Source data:
** BEGIN **

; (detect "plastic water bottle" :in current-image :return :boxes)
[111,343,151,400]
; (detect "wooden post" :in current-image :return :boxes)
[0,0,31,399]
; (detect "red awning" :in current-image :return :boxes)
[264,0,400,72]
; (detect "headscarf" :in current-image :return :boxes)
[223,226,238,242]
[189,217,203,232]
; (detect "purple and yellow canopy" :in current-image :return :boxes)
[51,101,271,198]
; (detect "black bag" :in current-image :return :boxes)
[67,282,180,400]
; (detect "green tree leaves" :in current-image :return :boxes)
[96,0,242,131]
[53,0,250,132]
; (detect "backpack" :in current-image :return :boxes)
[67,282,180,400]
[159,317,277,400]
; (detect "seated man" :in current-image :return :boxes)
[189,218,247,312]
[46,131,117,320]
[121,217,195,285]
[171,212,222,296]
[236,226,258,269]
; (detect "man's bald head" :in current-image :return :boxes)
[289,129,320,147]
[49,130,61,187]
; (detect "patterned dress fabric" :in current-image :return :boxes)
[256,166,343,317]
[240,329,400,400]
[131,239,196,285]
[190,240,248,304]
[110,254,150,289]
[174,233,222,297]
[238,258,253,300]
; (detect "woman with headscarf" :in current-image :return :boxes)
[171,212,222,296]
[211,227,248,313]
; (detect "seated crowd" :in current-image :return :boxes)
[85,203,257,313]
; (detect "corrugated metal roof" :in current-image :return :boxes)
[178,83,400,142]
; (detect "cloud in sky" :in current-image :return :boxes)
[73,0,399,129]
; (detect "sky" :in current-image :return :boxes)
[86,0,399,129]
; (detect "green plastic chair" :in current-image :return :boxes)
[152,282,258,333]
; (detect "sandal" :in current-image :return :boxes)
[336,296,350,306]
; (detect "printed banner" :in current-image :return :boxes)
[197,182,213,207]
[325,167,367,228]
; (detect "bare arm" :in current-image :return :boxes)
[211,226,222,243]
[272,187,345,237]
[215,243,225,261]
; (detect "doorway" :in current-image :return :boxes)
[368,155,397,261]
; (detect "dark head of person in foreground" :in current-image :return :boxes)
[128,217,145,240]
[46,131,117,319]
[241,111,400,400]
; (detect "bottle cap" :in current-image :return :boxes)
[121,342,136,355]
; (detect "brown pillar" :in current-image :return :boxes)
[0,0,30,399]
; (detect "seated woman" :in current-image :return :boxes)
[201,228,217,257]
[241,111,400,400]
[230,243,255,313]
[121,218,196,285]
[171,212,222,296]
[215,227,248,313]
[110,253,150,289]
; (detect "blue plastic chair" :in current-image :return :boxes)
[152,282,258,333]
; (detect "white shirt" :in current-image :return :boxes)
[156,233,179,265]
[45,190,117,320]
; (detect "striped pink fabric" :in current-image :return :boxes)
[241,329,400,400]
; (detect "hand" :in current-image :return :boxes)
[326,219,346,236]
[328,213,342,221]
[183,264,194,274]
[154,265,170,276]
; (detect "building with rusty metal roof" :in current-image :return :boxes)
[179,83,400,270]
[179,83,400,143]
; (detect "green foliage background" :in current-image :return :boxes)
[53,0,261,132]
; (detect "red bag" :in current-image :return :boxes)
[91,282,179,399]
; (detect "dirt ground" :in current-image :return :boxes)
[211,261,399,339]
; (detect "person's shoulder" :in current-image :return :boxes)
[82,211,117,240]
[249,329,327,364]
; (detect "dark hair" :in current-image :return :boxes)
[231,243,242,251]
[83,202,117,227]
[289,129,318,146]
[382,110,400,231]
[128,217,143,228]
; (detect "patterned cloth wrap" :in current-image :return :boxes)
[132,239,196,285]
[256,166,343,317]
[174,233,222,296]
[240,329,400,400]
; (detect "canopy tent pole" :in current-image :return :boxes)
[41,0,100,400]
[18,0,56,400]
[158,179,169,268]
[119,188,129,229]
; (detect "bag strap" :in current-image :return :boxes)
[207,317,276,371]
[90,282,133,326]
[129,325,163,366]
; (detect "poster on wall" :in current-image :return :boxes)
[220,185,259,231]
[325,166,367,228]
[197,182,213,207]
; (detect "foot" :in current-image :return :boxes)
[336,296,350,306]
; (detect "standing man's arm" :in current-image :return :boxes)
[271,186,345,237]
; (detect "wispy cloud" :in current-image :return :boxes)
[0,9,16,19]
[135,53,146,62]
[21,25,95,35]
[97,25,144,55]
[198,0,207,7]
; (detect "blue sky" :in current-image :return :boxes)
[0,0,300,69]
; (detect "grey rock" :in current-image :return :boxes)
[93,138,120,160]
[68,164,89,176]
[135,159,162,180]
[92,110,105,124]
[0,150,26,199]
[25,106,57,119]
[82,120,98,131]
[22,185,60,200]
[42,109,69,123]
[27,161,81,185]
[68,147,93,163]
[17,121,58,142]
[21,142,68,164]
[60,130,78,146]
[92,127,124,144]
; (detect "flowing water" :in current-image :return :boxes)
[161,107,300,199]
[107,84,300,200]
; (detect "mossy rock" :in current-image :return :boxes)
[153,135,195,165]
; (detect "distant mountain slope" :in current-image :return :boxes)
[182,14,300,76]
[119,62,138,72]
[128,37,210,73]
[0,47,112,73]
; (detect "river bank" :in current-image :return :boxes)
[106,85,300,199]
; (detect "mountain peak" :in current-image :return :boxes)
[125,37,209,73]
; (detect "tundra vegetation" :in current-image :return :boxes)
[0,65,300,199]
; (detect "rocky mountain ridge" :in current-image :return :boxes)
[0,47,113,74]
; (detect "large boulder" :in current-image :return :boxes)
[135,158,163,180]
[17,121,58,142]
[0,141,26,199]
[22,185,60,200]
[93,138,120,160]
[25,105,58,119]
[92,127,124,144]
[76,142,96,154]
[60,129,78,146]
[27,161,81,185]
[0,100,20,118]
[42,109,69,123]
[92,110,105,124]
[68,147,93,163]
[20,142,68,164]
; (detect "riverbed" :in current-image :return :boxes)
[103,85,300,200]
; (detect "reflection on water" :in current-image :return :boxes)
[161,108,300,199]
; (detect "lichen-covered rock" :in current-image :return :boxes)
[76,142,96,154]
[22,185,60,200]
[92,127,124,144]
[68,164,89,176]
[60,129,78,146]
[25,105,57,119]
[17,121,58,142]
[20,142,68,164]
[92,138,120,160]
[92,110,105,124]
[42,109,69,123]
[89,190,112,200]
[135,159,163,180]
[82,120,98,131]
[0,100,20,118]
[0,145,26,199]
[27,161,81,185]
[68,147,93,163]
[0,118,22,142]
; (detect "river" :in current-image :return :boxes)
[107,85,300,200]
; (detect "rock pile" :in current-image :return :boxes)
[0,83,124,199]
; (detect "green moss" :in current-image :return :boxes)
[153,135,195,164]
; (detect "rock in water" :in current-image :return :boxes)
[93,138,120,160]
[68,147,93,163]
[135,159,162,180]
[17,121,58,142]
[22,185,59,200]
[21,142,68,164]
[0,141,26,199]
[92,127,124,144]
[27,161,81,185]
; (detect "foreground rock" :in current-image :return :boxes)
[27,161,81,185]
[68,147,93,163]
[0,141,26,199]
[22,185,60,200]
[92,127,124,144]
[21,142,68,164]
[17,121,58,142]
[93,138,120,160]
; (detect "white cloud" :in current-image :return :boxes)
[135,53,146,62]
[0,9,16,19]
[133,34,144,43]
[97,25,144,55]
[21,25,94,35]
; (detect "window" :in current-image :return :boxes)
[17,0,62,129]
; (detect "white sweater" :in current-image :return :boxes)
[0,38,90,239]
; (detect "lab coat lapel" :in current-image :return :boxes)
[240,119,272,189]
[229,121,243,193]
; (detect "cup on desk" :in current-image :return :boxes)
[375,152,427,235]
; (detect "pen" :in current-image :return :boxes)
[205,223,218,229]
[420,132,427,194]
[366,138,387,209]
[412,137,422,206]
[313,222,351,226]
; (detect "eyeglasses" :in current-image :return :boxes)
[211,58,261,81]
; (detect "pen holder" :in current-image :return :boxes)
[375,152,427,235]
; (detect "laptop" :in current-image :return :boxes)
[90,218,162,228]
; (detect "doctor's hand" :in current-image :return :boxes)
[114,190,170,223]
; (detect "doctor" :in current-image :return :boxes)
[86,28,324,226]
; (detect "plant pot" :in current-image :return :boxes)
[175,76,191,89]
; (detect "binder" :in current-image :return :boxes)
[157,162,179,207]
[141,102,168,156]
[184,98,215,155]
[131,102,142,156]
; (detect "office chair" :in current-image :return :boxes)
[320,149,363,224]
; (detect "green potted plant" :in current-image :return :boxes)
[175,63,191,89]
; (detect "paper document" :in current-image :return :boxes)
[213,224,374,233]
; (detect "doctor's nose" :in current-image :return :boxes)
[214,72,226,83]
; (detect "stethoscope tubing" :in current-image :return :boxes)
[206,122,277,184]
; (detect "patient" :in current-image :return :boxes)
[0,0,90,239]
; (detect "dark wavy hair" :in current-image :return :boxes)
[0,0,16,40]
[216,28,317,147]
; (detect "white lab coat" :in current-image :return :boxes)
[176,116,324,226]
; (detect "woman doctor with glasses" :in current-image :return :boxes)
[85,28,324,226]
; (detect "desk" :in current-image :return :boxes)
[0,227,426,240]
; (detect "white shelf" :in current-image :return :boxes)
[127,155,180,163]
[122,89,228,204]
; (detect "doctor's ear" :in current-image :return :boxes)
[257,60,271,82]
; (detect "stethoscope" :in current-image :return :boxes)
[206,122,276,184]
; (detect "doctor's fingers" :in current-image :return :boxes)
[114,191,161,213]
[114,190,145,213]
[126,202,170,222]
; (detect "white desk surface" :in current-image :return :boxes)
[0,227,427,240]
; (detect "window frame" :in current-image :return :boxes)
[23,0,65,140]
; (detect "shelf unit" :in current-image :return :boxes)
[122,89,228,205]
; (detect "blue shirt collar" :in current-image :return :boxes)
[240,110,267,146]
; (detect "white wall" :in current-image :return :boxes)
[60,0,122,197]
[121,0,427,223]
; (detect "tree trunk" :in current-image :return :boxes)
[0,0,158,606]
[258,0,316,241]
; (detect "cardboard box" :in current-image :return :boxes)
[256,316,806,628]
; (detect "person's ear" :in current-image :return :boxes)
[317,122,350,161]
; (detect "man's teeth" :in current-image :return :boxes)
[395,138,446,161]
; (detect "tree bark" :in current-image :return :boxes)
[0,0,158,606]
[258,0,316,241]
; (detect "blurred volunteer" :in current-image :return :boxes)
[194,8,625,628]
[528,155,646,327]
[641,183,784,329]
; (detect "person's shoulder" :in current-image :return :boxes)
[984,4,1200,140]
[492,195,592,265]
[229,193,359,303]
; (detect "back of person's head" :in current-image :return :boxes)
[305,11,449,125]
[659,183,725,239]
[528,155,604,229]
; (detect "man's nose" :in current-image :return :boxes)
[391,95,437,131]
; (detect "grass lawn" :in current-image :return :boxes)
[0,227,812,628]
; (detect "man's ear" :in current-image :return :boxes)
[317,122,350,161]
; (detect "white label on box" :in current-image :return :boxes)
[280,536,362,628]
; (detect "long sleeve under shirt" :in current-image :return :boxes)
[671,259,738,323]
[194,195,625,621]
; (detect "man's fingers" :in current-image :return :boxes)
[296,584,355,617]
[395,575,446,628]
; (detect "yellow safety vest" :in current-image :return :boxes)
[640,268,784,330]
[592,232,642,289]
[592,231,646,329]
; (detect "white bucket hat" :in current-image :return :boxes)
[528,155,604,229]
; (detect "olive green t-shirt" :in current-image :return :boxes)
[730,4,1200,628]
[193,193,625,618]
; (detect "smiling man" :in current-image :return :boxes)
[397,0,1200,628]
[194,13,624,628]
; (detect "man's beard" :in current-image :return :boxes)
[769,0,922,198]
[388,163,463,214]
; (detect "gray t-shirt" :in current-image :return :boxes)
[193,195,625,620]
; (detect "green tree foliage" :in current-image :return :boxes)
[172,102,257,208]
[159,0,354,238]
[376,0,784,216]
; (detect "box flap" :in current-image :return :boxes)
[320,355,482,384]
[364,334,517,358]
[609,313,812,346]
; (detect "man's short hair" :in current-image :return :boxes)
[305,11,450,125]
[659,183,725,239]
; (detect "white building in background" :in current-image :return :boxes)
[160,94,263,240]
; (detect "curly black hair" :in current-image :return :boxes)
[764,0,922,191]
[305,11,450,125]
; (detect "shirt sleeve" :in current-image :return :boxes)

** END **

--- Aim ---
Copy the stretch from the start of the entries through the line containing "[178,83,400,142]", replacing "current-image" with "scene-image" and leaving everything else as is.

--- Result of this task ---
; (detect "plastic water bottle" :in scene-image :return :boxes)
[111,343,151,400]
; (detect "wooden post" :in scene-image :return :boxes)
[0,0,31,399]
; (detect "red awning" :in scene-image :return :boxes)
[264,0,400,72]
; (detect "headscarf" :in scene-image :return :boxes)
[223,226,238,242]
[189,217,203,232]
; (detect "purple and yellow canopy" :in scene-image :return :boxes)
[51,101,271,198]
; (detect "black bag" :in scene-image :return :boxes)
[67,282,180,400]
; (detect "green tree leaves" :in scene-image :return :boxes)
[96,0,242,131]
[53,0,250,132]
; (detect "backpack" :in scene-image :return :boxes)
[67,282,180,400]
[159,317,277,400]
; (detect "seated man" :in scene-image :return :boxes)
[189,218,247,312]
[46,131,117,320]
[121,217,195,285]
[171,212,222,296]
[236,226,258,269]
; (detect "man's bald head" :in scene-image :return :boxes)
[289,129,320,147]
[49,130,61,187]
; (detect "patterned dress fabric" :in scene-image :return :boxes)
[256,166,343,317]
[240,329,400,400]
[131,239,196,285]
[190,240,248,304]
[110,254,150,289]
[174,233,222,297]
[238,258,253,300]
; (detect "woman with headscarf" :in scene-image :return :boxes)
[171,212,222,296]
[211,227,248,313]
; (detect "seated crowd" :in scene-image :return :boxes)
[85,203,257,313]
; (detect "corrugated metal roof" :in scene-image :return :boxes)
[178,83,400,142]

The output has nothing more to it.